MATERIAL FOR THIS EXERCISE: Begin

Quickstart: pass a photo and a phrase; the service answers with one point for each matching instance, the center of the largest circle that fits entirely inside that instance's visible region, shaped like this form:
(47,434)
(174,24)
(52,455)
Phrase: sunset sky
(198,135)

MATERIAL FOR THIS EXERCISE: End

What is needed is a word-for-word copy of all the records above.

Quickstart: pass a photo and a phrase; the service answers with one point for each matching instance, the center of the largest circle that fits entirely inside that instance's visible region, shaped like this form:
(47,434)
(174,24)
(52,455)
Phrase: sunset sky
(198,135)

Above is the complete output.